Records from a dataset

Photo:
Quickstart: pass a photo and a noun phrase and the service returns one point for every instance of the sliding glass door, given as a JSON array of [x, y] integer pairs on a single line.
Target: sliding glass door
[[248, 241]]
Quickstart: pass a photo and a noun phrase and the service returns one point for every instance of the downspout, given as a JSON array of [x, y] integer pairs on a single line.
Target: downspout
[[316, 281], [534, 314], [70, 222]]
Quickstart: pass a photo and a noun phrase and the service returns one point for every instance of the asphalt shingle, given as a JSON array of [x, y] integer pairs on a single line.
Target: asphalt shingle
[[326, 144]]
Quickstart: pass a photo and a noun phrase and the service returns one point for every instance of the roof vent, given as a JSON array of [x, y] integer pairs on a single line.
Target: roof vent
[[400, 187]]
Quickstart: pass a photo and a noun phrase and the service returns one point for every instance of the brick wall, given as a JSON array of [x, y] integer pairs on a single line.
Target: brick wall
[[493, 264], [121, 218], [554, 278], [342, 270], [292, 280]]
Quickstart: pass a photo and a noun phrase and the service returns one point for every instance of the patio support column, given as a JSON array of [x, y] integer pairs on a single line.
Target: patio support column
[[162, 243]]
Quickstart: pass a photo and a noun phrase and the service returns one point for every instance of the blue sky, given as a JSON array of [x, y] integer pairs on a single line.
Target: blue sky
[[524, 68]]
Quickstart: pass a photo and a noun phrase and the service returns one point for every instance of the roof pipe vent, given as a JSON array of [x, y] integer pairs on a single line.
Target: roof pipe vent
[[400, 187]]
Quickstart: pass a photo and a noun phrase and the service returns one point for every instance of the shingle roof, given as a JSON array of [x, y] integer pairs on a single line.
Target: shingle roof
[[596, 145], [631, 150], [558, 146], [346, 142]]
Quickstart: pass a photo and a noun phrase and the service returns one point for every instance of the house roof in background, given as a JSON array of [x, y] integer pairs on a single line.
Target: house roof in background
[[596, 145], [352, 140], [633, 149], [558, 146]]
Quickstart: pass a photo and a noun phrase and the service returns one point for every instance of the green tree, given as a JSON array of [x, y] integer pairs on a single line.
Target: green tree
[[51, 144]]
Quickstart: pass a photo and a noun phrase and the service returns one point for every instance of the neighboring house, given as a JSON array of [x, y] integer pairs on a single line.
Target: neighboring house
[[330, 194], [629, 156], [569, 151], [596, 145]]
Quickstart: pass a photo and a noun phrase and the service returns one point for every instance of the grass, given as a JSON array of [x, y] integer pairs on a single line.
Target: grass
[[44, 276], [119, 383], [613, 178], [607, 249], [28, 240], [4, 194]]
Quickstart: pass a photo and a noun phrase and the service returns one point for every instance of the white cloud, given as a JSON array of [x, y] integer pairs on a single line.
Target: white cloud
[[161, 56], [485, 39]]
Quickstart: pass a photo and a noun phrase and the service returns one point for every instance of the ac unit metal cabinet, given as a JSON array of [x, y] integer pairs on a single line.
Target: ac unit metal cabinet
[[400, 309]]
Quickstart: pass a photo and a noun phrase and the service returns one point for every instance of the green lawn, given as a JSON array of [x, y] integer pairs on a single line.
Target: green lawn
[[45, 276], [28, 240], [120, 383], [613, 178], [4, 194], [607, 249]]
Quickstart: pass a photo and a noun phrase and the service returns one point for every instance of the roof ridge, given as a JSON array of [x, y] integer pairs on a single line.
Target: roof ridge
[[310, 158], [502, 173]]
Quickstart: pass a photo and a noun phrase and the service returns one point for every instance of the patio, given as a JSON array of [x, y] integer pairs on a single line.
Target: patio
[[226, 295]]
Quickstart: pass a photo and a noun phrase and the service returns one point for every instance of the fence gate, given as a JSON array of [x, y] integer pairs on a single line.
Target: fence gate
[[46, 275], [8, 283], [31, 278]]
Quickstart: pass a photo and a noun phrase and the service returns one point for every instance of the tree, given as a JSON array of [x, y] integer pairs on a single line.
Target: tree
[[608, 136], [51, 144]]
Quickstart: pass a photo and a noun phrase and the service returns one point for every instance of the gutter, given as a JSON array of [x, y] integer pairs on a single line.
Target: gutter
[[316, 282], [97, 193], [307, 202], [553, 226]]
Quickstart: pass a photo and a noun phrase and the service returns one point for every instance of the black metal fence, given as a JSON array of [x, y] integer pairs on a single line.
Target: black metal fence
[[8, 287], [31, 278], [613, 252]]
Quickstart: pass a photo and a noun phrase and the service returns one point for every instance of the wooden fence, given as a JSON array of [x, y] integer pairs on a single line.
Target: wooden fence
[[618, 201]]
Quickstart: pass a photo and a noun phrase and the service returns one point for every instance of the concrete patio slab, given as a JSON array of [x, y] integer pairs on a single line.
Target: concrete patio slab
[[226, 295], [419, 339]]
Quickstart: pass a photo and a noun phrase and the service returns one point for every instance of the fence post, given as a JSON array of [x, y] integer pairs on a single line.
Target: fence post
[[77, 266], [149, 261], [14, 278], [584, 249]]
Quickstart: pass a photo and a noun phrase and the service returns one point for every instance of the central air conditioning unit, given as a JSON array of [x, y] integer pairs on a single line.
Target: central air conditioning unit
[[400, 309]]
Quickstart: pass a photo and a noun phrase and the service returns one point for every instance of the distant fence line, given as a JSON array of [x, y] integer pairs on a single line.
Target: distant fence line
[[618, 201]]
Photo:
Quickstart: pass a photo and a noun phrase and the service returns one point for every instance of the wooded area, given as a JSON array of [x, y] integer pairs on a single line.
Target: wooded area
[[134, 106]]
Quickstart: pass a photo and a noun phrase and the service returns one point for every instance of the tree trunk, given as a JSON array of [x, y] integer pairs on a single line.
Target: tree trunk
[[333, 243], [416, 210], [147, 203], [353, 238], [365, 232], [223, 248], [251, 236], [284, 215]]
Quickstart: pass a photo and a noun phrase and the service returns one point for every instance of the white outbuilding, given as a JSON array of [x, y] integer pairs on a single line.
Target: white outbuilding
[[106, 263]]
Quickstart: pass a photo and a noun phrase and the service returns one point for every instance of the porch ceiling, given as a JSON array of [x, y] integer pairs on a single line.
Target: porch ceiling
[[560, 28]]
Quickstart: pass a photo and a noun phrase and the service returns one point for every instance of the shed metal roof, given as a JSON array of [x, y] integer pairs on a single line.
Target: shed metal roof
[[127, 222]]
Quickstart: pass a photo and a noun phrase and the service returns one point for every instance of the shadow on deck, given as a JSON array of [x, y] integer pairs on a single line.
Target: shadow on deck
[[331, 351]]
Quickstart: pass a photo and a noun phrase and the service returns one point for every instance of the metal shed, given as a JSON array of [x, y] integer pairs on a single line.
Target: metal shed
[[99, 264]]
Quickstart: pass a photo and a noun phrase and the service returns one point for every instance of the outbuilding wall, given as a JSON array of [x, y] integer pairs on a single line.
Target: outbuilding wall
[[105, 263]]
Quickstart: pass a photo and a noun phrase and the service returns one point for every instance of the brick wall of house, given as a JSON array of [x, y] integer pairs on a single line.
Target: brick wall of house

→ **The request**
Can you format the material above as a Markdown table with a "Row" column for the row number and a "Line" column for each line, leaving out blank lines?

→ **Completed task**
| Row | Line |
|---|---|
| 1 | Photo: |
| 2 | Quickstart: pass a photo and a noun phrase and the service returns one point for every instance of the sliding glass door, given as a JSON array of [x, y] integer pairs on a single line. |
| 3 | Target: sliding glass door |
| 4 | [[248, 241]] |
| 5 | Quickstart: pass a photo and a noun phrase and the service returns one point for every instance of the downspout, given as a JSON array of [x, y] integer pairs on a single line. |
| 6 | Target: downspout |
| 7 | [[316, 281], [534, 314], [70, 222]] |
| 8 | Quickstart: pass a photo and a noun phrase and the service returns one point for every instance of the asphalt shingle, given as a JSON array of [x, y] integer pairs on a single line. |
| 9 | Target: asphalt shingle |
| 10 | [[326, 144]] |
| 11 | Quickstart: pass a photo and a noun phrase and the service returns one point for every instance of the roof vent, given as a JSON array of [x, y] integer pairs on a single line. |
| 12 | Target: roof vent |
| 13 | [[400, 187]] |
| 14 | Quickstart: pass a photo and a noun phrase and the service returns one point for every instance of the brick wall, given as a JSON array of [x, y] integer pairs on a single line. |
| 15 | Target: brick wall |
| 16 | [[493, 264], [121, 218], [554, 278], [342, 270], [292, 280]] |
| 17 | Quickstart: pass a photo and a noun phrase and the service returns one point for every instance of the patio support column, given as a JSON array of [x, y] integer pairs on a single line. |
| 18 | Target: patio support column |
| 19 | [[162, 243]] |
| 20 | Quickstart: pass a photo and a noun phrase and the service returns one point for every instance of the blue sky, given as a JSON array of [x, y] integer pairs on a single line. |
| 21 | Target: blue sky |
| 22 | [[524, 68]] |
| 23 | Quickstart: pass a photo and a noun phrase and the service returns one point for every instance of the roof pipe vent, given as a JSON array of [x, y] integer pairs on a single line. |
| 24 | Target: roof pipe vent |
| 25 | [[400, 187]] |
| 26 | Quickstart: pass a photo and a noun phrase and the service returns one point for every instance of the shingle roof, given as a JSON array of [x, y] integer pairs on a single line. |
| 27 | Target: shingle roof |
| 28 | [[596, 145], [631, 150], [558, 146], [346, 142]] |
| 29 | Quickstart: pass a photo and a noun phrase and the service returns one point for every instance of the house roof in background, given as a JSON array of [x, y] integer pairs on a single line. |
| 30 | Target: house roof in background |
| 31 | [[596, 145], [352, 140], [633, 149], [558, 146]] |
| 32 | Quickstart: pass a photo and a noun phrase and the service returns one point for every instance of the green tree, given as a JSON array of [x, y] integer pairs on a single line. |
| 33 | Target: green tree |
| 34 | [[51, 144]] |
| 35 | Quickstart: pass a photo and a noun phrase and the service returns one point for every instance of the neighboring house, given as a JSON array of [x, y] integer pairs on a single line. |
| 36 | Target: neighboring house |
| 37 | [[330, 194], [629, 156], [569, 151], [596, 145]] |
| 38 | Quickstart: pass a photo and a noun phrase and the service returns one point for every instance of the grass, given as a JSON array of [x, y] integer pairs on a single line. |
| 39 | Target: grass |
| 40 | [[44, 276], [119, 383], [613, 178], [607, 249], [28, 240], [4, 194]] |
| 41 | Quickstart: pass a photo and a noun phrase and the service returns one point for every instance of the white cloud, given as a JSON array of [x, y] integer pairs on a single line. |
| 42 | Target: white cloud |
| 43 | [[161, 56], [485, 39]] |
| 44 | Quickstart: pass a photo and a noun phrase and the service returns one point for every instance of the ac unit metal cabinet, given as a JSON array of [x, y] integer pairs on a single line. |
| 45 | Target: ac unit metal cabinet |
| 46 | [[400, 309]] |
| 47 | Quickstart: pass a photo and a noun phrase and the service returns one point for every instance of the green lawn, given as a JSON array of [x, y] integer pairs on a single line. |
| 48 | Target: green lawn |
| 49 | [[45, 276], [28, 240], [120, 383], [613, 178], [4, 194], [607, 249]] |
| 50 | Quickstart: pass a photo and a noun phrase and the service returns one point for every instance of the roof ridge, given as a JSON array of [x, y] integer pairs on a single line. |
| 51 | Target: roof ridge |
| 52 | [[310, 158], [502, 173]] |
| 53 | Quickstart: pass a photo and a noun phrase and the service returns one point for every instance of the patio, given as a JSON array of [x, y] integer pairs on a single line. |
| 54 | Target: patio |
| 55 | [[226, 295]] |
| 56 | Quickstart: pass a photo and a noun phrase and the service returns one point for every instance of the fence gate, given as a JSON array of [x, y] integer pairs on a single line. |
| 57 | Target: fence gate |
| 58 | [[46, 275], [8, 283], [31, 278]] |
| 59 | Quickstart: pass a photo and a noun phrase and the service returns one point for every instance of the tree, given as a JSON array of [x, y] integer pairs on a single line. |
| 60 | Target: tree |
| 61 | [[608, 136], [51, 144]] |
| 62 | Quickstart: pass a photo and a noun phrase and the service returns one point for every instance of the gutter, given as a JSON array of [x, y] integer pairs on a single line. |
| 63 | Target: gutter |
| 64 | [[316, 282], [97, 193], [307, 202], [553, 226]] |
| 65 | Quickstart: pass a photo and a noun phrase and the service returns one point for every instance of the black metal fence, given as a JSON array of [x, y] integer pairs on a single line. |
| 66 | Target: black metal fence |
| 67 | [[8, 287], [31, 278], [613, 252]] |
| 68 | Quickstart: pass a photo and a noun phrase and the service returns one point for every instance of the wooden fence, given as a JSON array of [x, y] integer pairs on a single line. |
| 69 | Target: wooden fence |
| 70 | [[618, 201]] |
| 71 | Quickstart: pass a photo and a noun phrase and the service returns one point for every instance of the concrete patio slab, given as a JSON array of [x, y] integer pairs on a single line. |
| 72 | Target: concrete patio slab |
| 73 | [[226, 295], [419, 339]] |
| 74 | Quickstart: pass a photo and a noun phrase and the service returns one point for every instance of the fence post, given as a JSON array of [x, y] integer pairs on a single line. |
| 75 | Target: fence post |
| 76 | [[77, 266], [149, 261], [14, 278], [584, 249]] |
| 77 | Quickstart: pass a photo and a noun phrase and the service returns one point for every instance of the central air conditioning unit, given as a JSON array of [x, y] integer pairs on a single line. |
| 78 | Target: central air conditioning unit |
| 79 | [[400, 309]] |
| 80 | Quickstart: pass a photo and a noun phrase and the service returns one point for every instance of the distant fence line, given as a JSON array of [x, y] integer pairs on a single line. |
| 81 | Target: distant fence line |
| 82 | [[618, 201]] |
| 83 | Photo: |
| 84 | Quickstart: pass a photo and a noun phrase and the service returns one point for every instance of the wooded area, given as a JSON array of [x, y] integer pairs on a single line. |
| 85 | Target: wooded area |
| 86 | [[134, 106]] |
| 87 | Quickstart: pass a photo and a noun phrase and the service returns one point for every instance of the tree trunk, given as a JSON array of [x, y] integer pairs on a single line. |
| 88 | Target: tree trunk |
| 89 | [[333, 243], [416, 210], [147, 203], [353, 238], [365, 232], [223, 248], [251, 236], [284, 215]] |
| 90 | Quickstart: pass a photo and a noun phrase and the service returns one point for every instance of the white outbuilding, given as a JSON array of [x, y] integer pairs on a single line. |
| 91 | Target: white outbuilding |
| 92 | [[106, 263]] |
| 93 | Quickstart: pass a photo and a noun phrase and the service returns one point for every instance of the porch ceiling, given as a JSON array of [x, y] integer pairs on a single line. |
| 94 | Target: porch ceiling |
| 95 | [[560, 28]] |
| 96 | Quickstart: pass a photo and a noun phrase and the service returns one point for every instance of the shed metal roof, given as a JSON array of [x, y] integer pairs on a single line. |
| 97 | Target: shed metal roof |
| 98 | [[127, 222]] |
| 99 | Quickstart: pass a photo and a noun phrase and the service returns one point for every instance of the shadow on deck, given as a JSON array of [x, y] integer pairs on a single line. |
| 100 | Target: shadow on deck |
| 101 | [[331, 351]] |
| 102 | Quickstart: pass a photo and a noun phrase and the service returns one point for every instance of the metal shed, given as a JSON array of [x, y] integer pairs on a single line. |
| 103 | Target: metal shed |
| 104 | [[99, 264]] |
| 105 | Quickstart: pass a photo and a noun phrase and the service returns one point for every instance of the outbuilding wall, given as a JSON array of [x, y] integer pairs on a single line. |
| 106 | Target: outbuilding wall |
| 107 | [[105, 263]] |
| 108 | Quickstart: pass a photo and a noun phrase and the service returns one point for every instance of the brick wall of house, given as a JSON array of [x, y] integer pairs on a single line. |
| 109 | Target: brick wall of house |